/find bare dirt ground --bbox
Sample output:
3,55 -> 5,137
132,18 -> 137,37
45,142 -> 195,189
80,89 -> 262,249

_ _ _ _

Directions.
Turn every line of the items above into a Markdown table with the columns Row and Line. Number the rows in order, and leave out blank lines.

Result of this task.
| Row | Line |
|---|---|
| 1 | /find bare dirt ground --bbox |
| 2 | Sample output: |
| 3 | 3,55 -> 5,137 |
| 4 | 132,18 -> 137,37 |
| 5 | 45,142 -> 195,189 |
| 6 | 80,89 -> 262,249 |